> _ЗАДАНИЕ 1_
Перепишите дословно фрагмент текста о петербургской прозе шестидесятых, начиная со слов "Обратимся еще раз" и заканчивая словами "самолюбивого обитателя Коломны.", включая обе границы.
> _ЗАДАНИЕ 2_
Ответьте по тексту о петербургской прозе шестидесятых на три вопроса, помечая ответы так же:
(а) Кто, по словам Бродского, был реальней Сталина и Берии?
(б) Где работает Адамчик?
(в) Как Борис Дышленко озаглавил цикл повестей?
> _ЗАДАНИЕ 3_
Продолжите текст о петербургской прозе шестидесятых с того места, где он заканчивается.

> _ТЕКСТ_
= = = =

Коллекция: Петербургская проза (ленинградский период). 1960 е - Кондратов Александр Михайлович 2 стр.


Лишь в своих спонтанных проявлениях она была связана с желанием выдвинуть на литературную авансцену слово заведомо крамольное, поплясать на обломках "объективной реальности", отлакированной и преданной литературой соцреализма. Политикой новой прозы стала эстетика. Она же питала и раздражающе недоступную для понимания властей - в этом своем измерении - писательскую этику.

Обратимся еще раз к Бродскому: "Если мы делали этический выбор, то исходя не столько из окружающей действительности, сколько из моральных критериев, почерпнутых в художественной литературе. <…> Книги, возможно благодаря их свойству формальной завершенности, приобретали над нами абсолютную власть. Диккенс был реальней Сталина и Берии. Романы больше всего остального влияли на наше поведение и разговоры, а разговоры наши на девять десятых были разговорами о романах. Это превращалось в порочный круг, но мы не стремились из него вырваться".

Этот "порочный круг" был спасательным кругом петербургской культуры, заменой канувшего в небытие петербургского периода русской истории. Герой новой прозы шестидесятых - олицетворенный наследник "чудака Евгения", того, что "бедности стыдится, бензин вдыхает и судьбу клянет", и, конечно, пушкинского, неизвестно чем кормящегося самолюбивого обитателя Коломны.

В этом нельзя усомниться, обратившись, скажем, к героям Рида Грачева, к его петляющему на велосипеде вокруг Медного всадника простодушному Адамчику. Сформулировать, что такое нравственный императив, он не смог бы. Тем органичнее проступает сквозь образ авторское тавро: простодушие - в природе нравственных вещей. Особенно в век, когда гражданские свободы превращаются в звук пустой в устах лицемерных граждан. Для того чтобы в молодости набрести на этот мотив как литературно значимый, нужно было начитаться не одного Пушкина, но и его в этом вопросе предтечу - Вольтера.

Адамчик - работяга с мебельной фабрики. Немногим более преуспели в ленинградской жизни сами прозаики, возведшие подобного героя в перл создания. По выражению Владимира Арро, большинство писателей тех лет явились в литературу из "массы торопливо жующих младших научных сотрудников и инженеров" (Арро, разумеется, не исключает себя из их числа). А когда сами они и не принадлежали к итээровской прослойке, то все же не забывали героя своего к ней пристегнуть, как, например, Вольф в публикуемом рассказе "Как-никак лето". Забавно, что еще один прозаик, сделавший мысль о незаметном существователе северной столицы нервом своей прозы, - Борис Рохлин - из филологов сам подался в какие-то клерки одного из бесчисленных патентных бюро, а другой - Борис Дышленко - озаглавил цикл повестей выражением, самим за себя говорящим: "На цыпочках".

= = = =

> _СПИСОК ДАННЫХ_
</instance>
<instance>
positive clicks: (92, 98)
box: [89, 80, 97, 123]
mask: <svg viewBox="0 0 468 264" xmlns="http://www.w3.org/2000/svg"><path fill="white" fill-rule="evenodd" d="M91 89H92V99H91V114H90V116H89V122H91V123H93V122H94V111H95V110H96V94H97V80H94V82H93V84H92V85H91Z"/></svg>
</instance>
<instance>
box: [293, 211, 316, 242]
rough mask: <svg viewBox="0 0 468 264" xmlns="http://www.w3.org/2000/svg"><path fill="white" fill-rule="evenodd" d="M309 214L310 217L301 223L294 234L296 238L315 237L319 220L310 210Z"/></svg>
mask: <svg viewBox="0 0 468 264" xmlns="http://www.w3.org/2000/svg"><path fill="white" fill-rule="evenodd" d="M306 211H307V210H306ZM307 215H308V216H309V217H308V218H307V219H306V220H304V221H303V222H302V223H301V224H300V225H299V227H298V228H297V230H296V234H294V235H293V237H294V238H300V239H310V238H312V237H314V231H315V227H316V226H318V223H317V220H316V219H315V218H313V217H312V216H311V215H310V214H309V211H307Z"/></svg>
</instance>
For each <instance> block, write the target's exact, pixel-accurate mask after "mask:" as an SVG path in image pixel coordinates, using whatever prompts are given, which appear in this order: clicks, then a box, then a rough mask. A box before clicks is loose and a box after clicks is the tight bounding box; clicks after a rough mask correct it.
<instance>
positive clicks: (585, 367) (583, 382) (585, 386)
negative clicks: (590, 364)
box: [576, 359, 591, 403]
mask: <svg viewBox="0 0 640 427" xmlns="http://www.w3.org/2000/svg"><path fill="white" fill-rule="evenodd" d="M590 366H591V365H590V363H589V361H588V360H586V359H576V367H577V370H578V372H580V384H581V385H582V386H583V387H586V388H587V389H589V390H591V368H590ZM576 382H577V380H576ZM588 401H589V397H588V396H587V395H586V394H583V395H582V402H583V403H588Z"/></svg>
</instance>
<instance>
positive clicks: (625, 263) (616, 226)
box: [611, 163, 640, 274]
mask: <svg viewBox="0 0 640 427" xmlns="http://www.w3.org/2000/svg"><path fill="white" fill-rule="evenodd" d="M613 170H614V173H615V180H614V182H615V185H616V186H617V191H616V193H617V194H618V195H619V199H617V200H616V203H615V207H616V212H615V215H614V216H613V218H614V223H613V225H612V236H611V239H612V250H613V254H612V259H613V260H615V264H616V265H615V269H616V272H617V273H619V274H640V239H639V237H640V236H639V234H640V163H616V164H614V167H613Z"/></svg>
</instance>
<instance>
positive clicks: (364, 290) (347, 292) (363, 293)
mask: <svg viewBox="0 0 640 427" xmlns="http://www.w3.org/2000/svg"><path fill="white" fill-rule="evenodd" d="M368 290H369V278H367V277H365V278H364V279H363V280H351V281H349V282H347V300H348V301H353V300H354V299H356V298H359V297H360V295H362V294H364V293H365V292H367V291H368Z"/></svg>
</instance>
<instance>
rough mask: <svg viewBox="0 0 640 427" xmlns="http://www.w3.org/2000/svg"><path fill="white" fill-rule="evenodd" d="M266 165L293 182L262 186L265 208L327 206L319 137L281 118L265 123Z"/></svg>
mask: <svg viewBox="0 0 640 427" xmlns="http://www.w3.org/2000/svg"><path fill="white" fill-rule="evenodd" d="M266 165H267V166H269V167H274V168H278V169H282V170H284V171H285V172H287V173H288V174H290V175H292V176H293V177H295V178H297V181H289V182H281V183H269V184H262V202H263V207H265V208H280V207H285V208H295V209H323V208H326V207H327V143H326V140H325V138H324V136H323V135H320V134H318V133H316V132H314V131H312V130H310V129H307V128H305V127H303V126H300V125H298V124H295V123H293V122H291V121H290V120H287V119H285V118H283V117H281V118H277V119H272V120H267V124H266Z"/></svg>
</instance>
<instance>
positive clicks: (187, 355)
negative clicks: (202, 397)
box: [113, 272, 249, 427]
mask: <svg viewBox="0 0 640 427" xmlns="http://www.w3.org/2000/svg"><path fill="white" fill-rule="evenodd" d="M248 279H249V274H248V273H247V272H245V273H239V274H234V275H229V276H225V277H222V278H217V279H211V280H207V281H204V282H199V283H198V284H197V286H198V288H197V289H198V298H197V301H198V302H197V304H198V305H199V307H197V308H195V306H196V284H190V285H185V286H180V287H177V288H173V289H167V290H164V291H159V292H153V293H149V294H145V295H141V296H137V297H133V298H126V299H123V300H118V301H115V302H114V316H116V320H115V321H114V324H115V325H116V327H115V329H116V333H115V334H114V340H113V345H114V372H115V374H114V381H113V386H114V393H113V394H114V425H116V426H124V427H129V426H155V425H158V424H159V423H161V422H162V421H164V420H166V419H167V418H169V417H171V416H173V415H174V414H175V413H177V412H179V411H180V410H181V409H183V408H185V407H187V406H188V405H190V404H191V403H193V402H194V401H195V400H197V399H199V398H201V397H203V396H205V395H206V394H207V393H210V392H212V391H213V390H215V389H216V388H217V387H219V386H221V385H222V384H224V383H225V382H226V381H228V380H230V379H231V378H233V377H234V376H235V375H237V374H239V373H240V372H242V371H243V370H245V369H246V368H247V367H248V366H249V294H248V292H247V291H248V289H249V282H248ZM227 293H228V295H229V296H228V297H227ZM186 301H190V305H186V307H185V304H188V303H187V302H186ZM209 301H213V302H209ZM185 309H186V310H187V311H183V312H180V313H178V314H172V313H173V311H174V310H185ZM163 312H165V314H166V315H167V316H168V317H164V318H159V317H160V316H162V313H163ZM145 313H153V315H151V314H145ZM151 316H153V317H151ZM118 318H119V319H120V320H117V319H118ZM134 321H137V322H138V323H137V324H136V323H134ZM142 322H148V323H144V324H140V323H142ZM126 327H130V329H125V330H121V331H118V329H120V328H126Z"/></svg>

= = = =

> _ОТВЕТ 1_
Обратимся еще раз к Бродскому: "Если мы делали этический выбор, то исходя не столько из окружающей действительности, сколько из моральных критериев, почерпнутых в художественной литературе. <…> Книги, возможно благодаря их свойству формальной завершенности, приобретали над нами абсолютную власть. Диккенс был реальней Сталина и Берии. Романы больше всего остального влияли на наше поведение и разговоры, а разговоры наши на девять десятых были разговорами о романах. Это превращалось в порочный круг, но мы не стремились из него вырваться".

Этот "порочный круг" был спасательным кругом петербургской культуры, заменой канувшего в небытие петербургского периода русской истории. Герой новой прозы шестидесятых - олицетворенный наследник "чудака Евгения", того, что "бедности стыдится, бензин вдыхает и судьбу клянет", и, конечно, пушкинского, неизвестно чем кормящегося самолюбивого обитателя Коломны.

> _ОТВЕТ 2_
(а) Диккенс.
(б) На мебельной фабрике.
(в) "На цыпочках".

> _ОТВЕТ 3_
Тут-то интрига с возникновением новой питерской прозы и должна быть обнажена. По всей видимости, мы имеем дело с возрождением в ней "маленького человека", традиционного героя русской литературы, вроде бы окончательно пришибленного советским агитпропом. Возникает вопрос: а что, если это сам "маленький человек", собственной персоной, рванул на себя литературную дверь, так сказать, очнулся после вековой летаргии?

И чего это так радуется герой повести Битова "Сад":

""Господи! Какие мы все маленькие!" - воскликнул странный автор. "Это так! Это так!" - радовался Алексей".

Подобная радость, пожалуй, никому, кроме как новому питерскому герою, в русской литературе ведома не была.

Исследованию странной психической аномалии, позволившей в душе "твари дрожащей" открыть "величие замысла", не стыдно было посвятить хоть всю литературную жизнь. Доминантные черты петербургского сознания основательнее других исследованы тем же Битовым.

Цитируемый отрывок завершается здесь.